EXERCISE:
Copy each line of the records below that contains the string "trousers", matching its case exactly.

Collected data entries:
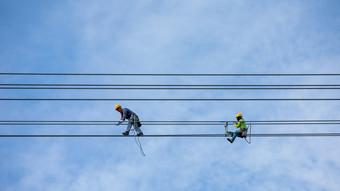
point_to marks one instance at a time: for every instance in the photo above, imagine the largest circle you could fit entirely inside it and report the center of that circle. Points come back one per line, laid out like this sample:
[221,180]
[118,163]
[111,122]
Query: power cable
[180,85]
[179,99]
[274,121]
[101,88]
[184,135]
[107,74]
[163,124]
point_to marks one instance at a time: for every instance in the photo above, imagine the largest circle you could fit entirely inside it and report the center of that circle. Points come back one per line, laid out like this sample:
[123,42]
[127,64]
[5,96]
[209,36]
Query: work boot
[126,133]
[231,133]
[231,141]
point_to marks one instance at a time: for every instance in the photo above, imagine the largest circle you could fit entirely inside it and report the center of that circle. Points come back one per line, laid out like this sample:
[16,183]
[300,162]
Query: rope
[139,144]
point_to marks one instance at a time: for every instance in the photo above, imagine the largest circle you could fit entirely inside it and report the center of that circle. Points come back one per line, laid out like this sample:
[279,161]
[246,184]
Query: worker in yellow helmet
[241,125]
[133,120]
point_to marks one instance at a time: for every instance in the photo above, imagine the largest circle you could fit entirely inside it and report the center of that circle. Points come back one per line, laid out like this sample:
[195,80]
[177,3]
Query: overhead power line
[108,74]
[179,135]
[171,88]
[175,99]
[158,123]
[181,85]
[258,121]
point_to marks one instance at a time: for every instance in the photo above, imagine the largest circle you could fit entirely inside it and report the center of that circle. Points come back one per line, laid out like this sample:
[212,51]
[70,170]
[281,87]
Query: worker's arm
[124,112]
[238,125]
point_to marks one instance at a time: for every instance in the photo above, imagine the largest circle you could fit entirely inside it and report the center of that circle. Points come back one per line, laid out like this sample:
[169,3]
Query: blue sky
[169,37]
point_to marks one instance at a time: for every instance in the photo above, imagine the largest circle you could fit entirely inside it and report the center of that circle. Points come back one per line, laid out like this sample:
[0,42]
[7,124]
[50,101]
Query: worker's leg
[135,124]
[129,125]
[237,133]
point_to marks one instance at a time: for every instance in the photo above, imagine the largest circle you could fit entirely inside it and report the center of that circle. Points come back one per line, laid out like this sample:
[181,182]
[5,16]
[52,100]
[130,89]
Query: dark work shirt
[126,113]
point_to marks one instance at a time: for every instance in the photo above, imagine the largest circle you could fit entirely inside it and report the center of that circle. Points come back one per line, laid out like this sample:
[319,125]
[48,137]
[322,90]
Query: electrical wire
[168,87]
[158,124]
[107,74]
[181,135]
[179,99]
[100,88]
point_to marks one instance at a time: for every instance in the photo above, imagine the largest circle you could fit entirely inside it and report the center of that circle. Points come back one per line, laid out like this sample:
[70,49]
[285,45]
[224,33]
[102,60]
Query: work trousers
[237,133]
[133,121]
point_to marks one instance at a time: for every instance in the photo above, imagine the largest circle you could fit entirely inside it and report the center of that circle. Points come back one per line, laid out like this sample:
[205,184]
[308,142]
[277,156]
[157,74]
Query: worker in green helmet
[241,129]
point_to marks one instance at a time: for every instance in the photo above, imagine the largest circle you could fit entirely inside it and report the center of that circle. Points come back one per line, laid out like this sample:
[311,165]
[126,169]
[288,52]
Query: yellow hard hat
[117,106]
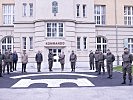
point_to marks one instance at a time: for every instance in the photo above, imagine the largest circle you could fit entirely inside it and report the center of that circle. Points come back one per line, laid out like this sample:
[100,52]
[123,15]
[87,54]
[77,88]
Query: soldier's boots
[124,82]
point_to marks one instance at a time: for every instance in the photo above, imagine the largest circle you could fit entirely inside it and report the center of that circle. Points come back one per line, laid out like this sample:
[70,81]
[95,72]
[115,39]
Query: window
[78,10]
[128,15]
[8,14]
[99,14]
[85,42]
[7,44]
[130,44]
[54,7]
[84,10]
[24,43]
[101,44]
[55,29]
[78,43]
[31,9]
[24,9]
[31,42]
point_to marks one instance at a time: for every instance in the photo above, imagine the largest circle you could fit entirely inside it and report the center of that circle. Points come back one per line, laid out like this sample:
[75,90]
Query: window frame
[55,29]
[8,14]
[100,14]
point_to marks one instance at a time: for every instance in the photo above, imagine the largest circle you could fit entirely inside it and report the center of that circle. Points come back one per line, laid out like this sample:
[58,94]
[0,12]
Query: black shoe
[123,82]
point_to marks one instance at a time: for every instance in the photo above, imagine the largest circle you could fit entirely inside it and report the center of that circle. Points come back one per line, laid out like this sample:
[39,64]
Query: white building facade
[58,25]
[62,26]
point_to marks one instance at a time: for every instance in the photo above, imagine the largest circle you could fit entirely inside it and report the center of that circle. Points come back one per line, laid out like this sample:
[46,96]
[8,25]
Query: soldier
[73,59]
[50,60]
[127,61]
[1,58]
[91,56]
[11,61]
[96,60]
[101,58]
[62,60]
[24,59]
[6,61]
[110,59]
[39,59]
[15,60]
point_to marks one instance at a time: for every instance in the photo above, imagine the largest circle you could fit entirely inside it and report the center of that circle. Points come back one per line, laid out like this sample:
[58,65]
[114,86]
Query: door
[56,52]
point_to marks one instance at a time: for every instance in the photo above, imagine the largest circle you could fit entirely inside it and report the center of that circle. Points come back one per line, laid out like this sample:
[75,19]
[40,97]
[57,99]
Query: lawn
[119,68]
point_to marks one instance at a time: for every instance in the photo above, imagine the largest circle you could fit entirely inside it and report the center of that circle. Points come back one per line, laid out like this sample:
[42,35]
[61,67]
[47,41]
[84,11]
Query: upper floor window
[8,14]
[101,44]
[128,15]
[130,44]
[55,29]
[24,9]
[84,10]
[99,14]
[54,7]
[31,9]
[78,10]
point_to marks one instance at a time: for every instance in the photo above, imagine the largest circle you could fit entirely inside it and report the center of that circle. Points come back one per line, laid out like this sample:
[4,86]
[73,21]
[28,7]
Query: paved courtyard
[80,85]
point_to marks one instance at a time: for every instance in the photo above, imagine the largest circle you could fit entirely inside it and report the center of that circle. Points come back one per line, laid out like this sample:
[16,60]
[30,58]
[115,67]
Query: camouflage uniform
[91,56]
[110,59]
[127,61]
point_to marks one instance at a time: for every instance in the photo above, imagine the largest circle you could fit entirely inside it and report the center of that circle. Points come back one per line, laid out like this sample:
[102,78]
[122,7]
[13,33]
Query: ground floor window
[130,44]
[7,44]
[101,44]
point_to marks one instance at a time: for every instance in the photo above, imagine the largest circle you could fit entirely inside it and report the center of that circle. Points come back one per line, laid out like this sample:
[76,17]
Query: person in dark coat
[1,58]
[101,58]
[11,61]
[96,60]
[24,59]
[39,59]
[6,61]
[91,56]
[110,58]
[62,60]
[50,60]
[15,60]
[126,66]
[73,59]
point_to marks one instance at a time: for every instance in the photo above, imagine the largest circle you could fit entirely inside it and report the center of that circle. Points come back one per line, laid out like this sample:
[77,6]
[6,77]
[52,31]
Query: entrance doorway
[56,52]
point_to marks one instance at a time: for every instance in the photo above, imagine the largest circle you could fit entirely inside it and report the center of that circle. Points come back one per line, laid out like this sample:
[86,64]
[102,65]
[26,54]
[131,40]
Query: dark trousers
[0,70]
[129,71]
[14,65]
[110,68]
[38,66]
[62,67]
[73,66]
[50,65]
[23,67]
[96,65]
[6,64]
[91,65]
[101,65]
[11,68]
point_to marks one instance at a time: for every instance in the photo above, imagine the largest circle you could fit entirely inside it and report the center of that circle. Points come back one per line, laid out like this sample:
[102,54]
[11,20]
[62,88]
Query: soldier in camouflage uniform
[101,58]
[110,58]
[91,56]
[127,61]
[50,60]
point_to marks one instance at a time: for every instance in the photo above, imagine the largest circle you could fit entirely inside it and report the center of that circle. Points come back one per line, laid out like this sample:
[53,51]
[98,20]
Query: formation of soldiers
[99,58]
[9,60]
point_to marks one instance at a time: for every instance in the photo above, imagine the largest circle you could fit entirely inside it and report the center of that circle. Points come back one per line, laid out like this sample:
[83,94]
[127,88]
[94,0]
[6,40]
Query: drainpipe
[116,29]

WORKED SOLUTION:
Query: work trousers
Query: dark trousers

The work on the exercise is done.